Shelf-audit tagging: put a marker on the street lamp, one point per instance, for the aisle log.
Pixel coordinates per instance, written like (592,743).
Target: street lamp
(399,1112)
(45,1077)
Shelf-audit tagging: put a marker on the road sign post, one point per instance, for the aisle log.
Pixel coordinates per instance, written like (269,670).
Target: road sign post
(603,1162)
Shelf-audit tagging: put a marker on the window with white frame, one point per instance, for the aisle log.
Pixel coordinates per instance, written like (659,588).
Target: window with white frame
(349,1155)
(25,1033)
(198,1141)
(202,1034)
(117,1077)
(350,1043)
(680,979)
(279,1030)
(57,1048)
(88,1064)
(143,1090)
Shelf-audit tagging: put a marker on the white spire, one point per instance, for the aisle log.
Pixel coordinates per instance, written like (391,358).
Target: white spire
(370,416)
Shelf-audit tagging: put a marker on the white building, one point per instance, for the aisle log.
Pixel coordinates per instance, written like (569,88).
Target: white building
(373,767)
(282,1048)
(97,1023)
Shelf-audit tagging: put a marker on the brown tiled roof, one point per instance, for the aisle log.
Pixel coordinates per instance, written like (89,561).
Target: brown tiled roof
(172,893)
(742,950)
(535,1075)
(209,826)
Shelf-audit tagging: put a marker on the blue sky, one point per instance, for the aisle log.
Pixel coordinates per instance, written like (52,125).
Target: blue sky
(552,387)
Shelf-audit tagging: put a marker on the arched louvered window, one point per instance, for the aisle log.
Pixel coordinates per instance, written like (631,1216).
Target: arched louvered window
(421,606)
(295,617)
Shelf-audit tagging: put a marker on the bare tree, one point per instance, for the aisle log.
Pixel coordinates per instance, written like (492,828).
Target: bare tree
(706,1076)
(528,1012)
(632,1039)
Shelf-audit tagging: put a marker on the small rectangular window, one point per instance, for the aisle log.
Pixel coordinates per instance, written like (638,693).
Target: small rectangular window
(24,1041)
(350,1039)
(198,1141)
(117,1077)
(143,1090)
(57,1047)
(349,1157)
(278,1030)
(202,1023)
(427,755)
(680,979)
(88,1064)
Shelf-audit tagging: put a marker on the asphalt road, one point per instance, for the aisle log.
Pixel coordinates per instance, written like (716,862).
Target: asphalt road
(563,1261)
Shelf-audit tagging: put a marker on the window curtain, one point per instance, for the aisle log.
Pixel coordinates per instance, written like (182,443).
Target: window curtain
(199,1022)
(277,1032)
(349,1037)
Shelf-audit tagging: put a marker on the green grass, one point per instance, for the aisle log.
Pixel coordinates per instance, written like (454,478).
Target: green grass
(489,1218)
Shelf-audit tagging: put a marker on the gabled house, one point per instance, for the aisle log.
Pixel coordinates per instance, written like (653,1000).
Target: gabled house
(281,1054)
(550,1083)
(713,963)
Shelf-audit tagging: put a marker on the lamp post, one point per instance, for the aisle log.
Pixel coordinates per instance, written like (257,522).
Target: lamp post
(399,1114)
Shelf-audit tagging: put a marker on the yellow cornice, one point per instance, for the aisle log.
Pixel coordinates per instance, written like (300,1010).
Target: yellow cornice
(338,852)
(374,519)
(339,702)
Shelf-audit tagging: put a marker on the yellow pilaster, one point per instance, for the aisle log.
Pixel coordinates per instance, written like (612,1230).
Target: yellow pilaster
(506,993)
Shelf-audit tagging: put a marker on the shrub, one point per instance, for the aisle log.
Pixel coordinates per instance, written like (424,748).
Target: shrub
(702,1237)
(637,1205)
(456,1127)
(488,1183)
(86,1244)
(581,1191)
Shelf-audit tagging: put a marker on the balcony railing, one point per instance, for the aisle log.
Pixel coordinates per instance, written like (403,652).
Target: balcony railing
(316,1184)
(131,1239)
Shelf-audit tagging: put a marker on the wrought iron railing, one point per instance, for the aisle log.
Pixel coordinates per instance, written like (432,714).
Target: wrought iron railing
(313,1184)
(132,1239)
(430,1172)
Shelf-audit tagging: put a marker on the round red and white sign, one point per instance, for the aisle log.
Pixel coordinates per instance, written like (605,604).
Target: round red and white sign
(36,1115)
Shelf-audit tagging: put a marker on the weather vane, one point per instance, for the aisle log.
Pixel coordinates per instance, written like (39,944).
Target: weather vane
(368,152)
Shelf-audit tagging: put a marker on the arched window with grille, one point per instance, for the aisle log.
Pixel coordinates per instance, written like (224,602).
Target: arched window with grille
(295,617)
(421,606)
━━━━━━━━━━━━━━━━━━━━━━━━━━━━━━
## PROBLEM TO WORK ON
Only an exact copy of all the data will do as the answer.

## COMPLETED EXERCISE
Shelf-audit tagging: put a marker on the street lamp, one point per instance, for the aisle log.
Pixel coordinates per instance, written like (592,743).
Target: street lamp
(399,1112)
(45,1077)
Shelf-audit tagging: put a marker on the road sign post, one point per instance, for the aisle log.
Pixel coordinates per instance, written like (269,670).
Target: road sign post
(603,1162)
Shelf-audit tagging: put a marker on the window with white frame, one point per instance, for the aisle log.
Pixel coordinates per instance, written like (659,588).
Target: window with white frame
(349,1155)
(25,1033)
(198,1141)
(202,1034)
(117,1077)
(350,1043)
(680,979)
(279,1030)
(57,1048)
(88,1064)
(143,1090)
Shelf-audit tagging: put a marker on the white spire, one point per instance, for the aisle log.
Pixel coordinates per instance, written like (391,358).
Target: white spire
(370,416)
Shelf-audit tagging: put a marker on the white building, one point per instance, for the aisle log.
Pixel coordinates per instance, written like (569,88).
Target: white building
(373,767)
(282,1048)
(97,1023)
Shelf-audit tagging: put a marker on the brown tiled roof, one point per instance, for the aisle log.
Pixel coordinates per instance, written like (89,561).
Target: brown tiled roof
(172,893)
(742,950)
(535,1075)
(209,826)
Shelf-audit tagging: put a marker on the blue sky, one point per instance, for the aisle log.
Pixel coordinates per instance, written like (52,125).
Target: blue sky
(552,387)
Shelf-audit tagging: put a marker on the arched louvered window, one point per instance, for the aisle log.
Pixel coordinates per instance, written like (631,1216).
Target: arched louvered window
(421,606)
(295,617)
Shelf-audit tagging: put a marker on the bare tree, one point per instance, for the aisle log.
Pixel coordinates per instance, written like (492,828).
Target: bare tree
(706,1076)
(528,1012)
(632,1039)
Shelf-audit tagging: put a marker on the small rectangular window, one point per instance, for the aisle log.
Pixel coordinates per instance, written like (638,693).
Target: small rectangular window
(24,1041)
(350,1039)
(198,1141)
(117,1077)
(143,1090)
(57,1047)
(349,1157)
(278,1030)
(202,1023)
(427,755)
(680,979)
(88,1064)
Shelf-audit tagging: put a marker on the asphalt road, one point per instance, for the aisle log.
Pixel coordinates per instance, written like (716,862).
Target: asphalt road
(563,1261)
Shelf-audit tagging: put a marker on the window curtain, one point per instance, for the aisle log.
Pixel coordinates per instance, written like (182,443).
Target: window curtain
(199,1022)
(277,1032)
(349,1037)
Shelf-audit tagging: put a marker on the green grass, one point per instance, for the aisle log.
Pixel coordinates per instance, written like (454,478).
Target: green grass
(489,1218)
Shelf-audit tagging: put a marker on the gabled house, one point per instance, for the aisle log.
Pixel coordinates per instance, written like (653,1000).
Target: gabled house
(281,1054)
(550,1083)
(713,963)
Shelf-audit tagging: put a marker on the lamp post, one point per instance, for the aisle log.
Pixel coordinates per instance, written like (257,522).
Target: lamp post
(399,1114)
Shelf-audit tagging: put a marker on the yellow cornice, one point per instance, for the aisle log.
Pixel coordinates per instance, written like (300,1010).
Target: yellow cornice
(338,852)
(374,519)
(339,702)
Shelf-audit tagging: put a marker on the yellow pilaster, one point per instance, for the aisle log.
Pixel coordinates per instance, written like (612,1230).
Target: yellow pilaster
(506,993)
Shelf-audit tagging: put a marker on the shrub, one point per instance, for the aisle log.
Pixel coordinates per instance, written like (424,748).
Target: shrub
(702,1237)
(637,1205)
(456,1127)
(488,1183)
(86,1244)
(581,1191)
Shelf-audit tagging: put a marker on the balcony railing, one point per instance, for the aisle log.
Pixel coordinates per instance, written like (403,652).
Target: balcony railing
(316,1184)
(131,1239)
Shelf-audit tagging: put a marker on the wrought iron railing, one point per instance, for the aisle log.
Pixel coordinates per instance, written like (432,714).
Target: wrought iron railing
(313,1184)
(132,1239)
(430,1172)
Shelf-audit tagging: put a marker on the round red and white sign, one point per instance, for the aisle log.
Pixel coordinates per instance, written like (605,604).
Target: round red and white sign
(36,1115)
Shelf-audit tagging: put a marker on the weather vane, one point per instance, for the aisle log.
Pixel coordinates per instance, written like (39,944).
Target: weather vane
(368,152)
Shelf-audit tagging: put a marker on the arched window with grille, one point per instance, for the aisle log.
Pixel coordinates per instance, written like (224,602).
Target: arched window with grille
(295,617)
(421,606)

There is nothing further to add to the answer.